**What the task requires:** In the mailing-list message below, what does Alex Bligh identify as the root of his confusion about the proposal?

**Given text:**
::::

Re: [Qemu-devel] [PATCH v3] doc: Add NBD_CMD_BLOCK_STATUS extension - Vladimir Sementsov-Ogievskiy

From: Vladimir Sementsov-Ogievskiy <vsementsov@virtuozzo.com>
To: Alex Bligh <alex@alex.org.uk>
Cc: "nbd-general@lists.sourceforge.net"
	<nbd-general@lists.sourceforge.net>,
	"qemu-devel@nongnu.org" <qemu-devel@nongnu.org>,
	Kevin Wolf <kwolf@redhat.com>,
	Paolo Bonzini <pbonzini@redhat.com>,
	Pavel Borzenkov <pborzenkov@virtuozzo.com>,
	"Stefan stefanha@redhat. com" <stefanha@redhat.com>,
	"Denis V. Lunev" <den@openvz.org>, Wouter Verhelst <w@uter.be>,
	Eric Blake <eblake@redhat.com>,
	mpa@pengutronix.de
Subject: Re: [Qemu-devel] [PATCH v3] doc: Add NBD_CMD_BLOCK_STATUS extension
Date: Tue, 29 Nov 2016 17:36:13 +0300	[thread overview]
Message-ID: <b55c59cc-626c-ba45-1d89-d7c5583616af@virtuozzo.com> (raw)
In-Reply-To: <F075D231-9CBE-437C-B9F0-0DE2AB98007B@alex.org.uk>

29.11.2016 15:57, Alex Bligh wrote:
> Vladimir,
>
> I went back to April to reread the previous train of conversation
> then found you had helpfully summarised some if it. Comments
> below.
>
> Rather than comment on many of the points individual, the root
> of my confusion and to some extent uncomfortableness about this
> proposal is 'who owns the meaning the the bitmaps'.
>
> Some of this is my own confusion (sorry) about the use to which
> this is being put, which is I think at root a documentation issue.
> To illustrate this, you write in the FAQ section that this is for
> read only disks, but the text talks about:
>
> +Some storage formats and operations over such formats express a
> +concept of data dirtiness. Whether the operation is block device
> +mirroring, incremental block device backup or any other operation with
> +a concept of data dirtiness, they all share a need to provide a list
> +of ranges that this particular operation treats as dirty.

::::

(Outline annotation data)

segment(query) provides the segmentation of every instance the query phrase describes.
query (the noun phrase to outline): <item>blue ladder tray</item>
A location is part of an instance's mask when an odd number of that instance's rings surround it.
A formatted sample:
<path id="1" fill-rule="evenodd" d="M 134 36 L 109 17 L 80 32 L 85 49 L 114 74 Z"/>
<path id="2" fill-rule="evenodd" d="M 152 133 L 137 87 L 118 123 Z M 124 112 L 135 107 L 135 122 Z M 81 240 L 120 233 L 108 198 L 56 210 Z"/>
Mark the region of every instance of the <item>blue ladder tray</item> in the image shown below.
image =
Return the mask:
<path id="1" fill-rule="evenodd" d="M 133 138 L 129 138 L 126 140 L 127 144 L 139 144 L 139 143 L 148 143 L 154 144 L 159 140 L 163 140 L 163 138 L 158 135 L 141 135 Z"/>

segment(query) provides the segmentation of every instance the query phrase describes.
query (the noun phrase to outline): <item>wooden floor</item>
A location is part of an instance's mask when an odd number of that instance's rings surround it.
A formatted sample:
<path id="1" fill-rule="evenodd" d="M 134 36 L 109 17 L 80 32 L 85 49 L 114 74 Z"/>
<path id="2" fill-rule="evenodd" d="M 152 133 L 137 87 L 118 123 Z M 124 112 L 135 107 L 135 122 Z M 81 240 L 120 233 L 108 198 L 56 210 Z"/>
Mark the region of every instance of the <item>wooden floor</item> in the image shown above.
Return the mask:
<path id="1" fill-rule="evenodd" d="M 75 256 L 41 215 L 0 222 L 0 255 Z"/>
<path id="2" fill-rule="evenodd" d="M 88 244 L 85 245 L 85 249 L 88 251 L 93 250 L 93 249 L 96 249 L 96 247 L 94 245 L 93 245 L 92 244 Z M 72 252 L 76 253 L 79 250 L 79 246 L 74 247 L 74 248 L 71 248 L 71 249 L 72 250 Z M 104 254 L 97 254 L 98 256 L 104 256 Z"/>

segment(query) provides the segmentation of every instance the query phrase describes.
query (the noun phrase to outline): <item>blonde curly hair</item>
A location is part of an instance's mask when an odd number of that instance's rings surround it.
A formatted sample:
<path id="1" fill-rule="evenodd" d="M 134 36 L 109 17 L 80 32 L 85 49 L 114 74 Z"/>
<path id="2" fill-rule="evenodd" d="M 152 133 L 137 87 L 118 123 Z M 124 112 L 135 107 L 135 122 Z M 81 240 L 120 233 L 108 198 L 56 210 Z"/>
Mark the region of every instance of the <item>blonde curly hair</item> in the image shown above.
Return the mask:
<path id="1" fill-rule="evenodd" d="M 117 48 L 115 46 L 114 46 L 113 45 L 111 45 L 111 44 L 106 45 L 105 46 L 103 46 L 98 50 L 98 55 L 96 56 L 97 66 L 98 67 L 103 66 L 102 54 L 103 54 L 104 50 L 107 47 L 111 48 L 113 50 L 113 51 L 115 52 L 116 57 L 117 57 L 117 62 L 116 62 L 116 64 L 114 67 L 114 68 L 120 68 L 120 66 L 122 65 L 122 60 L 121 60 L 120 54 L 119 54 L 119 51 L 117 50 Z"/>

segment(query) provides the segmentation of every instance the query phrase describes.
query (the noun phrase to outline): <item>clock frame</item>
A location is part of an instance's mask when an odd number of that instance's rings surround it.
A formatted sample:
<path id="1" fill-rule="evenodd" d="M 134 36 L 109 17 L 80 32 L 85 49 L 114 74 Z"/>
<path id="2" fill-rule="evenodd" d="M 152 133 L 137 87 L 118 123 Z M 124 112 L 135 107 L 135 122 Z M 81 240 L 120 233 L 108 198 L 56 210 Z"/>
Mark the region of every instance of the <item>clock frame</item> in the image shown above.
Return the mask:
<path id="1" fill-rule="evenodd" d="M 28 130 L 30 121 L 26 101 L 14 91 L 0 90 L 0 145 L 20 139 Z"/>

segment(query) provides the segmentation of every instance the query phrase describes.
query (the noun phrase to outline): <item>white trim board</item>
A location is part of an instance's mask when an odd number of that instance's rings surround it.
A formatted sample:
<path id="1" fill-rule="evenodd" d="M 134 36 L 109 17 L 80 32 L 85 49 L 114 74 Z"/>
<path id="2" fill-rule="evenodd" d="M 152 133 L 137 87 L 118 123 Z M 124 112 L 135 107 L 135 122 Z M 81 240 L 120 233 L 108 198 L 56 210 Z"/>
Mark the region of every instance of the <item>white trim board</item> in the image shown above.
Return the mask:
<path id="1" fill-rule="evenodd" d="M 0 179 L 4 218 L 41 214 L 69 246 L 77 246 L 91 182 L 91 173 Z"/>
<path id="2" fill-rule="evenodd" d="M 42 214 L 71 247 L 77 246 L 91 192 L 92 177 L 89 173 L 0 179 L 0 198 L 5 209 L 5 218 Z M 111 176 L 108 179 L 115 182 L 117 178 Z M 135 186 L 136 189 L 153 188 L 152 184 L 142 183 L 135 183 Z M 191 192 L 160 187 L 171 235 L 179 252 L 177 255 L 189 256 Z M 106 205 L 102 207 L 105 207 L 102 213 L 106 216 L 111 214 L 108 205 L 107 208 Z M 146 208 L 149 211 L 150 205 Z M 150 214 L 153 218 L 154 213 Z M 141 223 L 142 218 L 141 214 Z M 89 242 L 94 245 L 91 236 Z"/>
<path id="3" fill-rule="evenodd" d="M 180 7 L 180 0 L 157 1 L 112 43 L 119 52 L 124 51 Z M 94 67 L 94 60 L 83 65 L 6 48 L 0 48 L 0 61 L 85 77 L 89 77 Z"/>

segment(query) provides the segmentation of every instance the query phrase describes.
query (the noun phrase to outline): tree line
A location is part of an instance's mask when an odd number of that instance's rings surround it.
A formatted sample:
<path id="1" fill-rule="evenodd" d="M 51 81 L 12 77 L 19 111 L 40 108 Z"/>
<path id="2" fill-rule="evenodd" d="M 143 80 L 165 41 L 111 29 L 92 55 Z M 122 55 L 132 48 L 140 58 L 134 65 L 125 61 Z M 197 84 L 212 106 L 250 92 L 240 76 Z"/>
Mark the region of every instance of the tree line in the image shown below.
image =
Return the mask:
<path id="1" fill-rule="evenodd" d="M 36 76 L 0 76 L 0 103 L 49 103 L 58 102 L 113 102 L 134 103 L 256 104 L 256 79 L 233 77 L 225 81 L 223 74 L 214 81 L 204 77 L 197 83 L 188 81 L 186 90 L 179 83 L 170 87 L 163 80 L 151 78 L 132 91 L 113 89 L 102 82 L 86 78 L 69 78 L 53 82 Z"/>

::::

**Task solution:** The question of who owns the meaning of the bitmaps.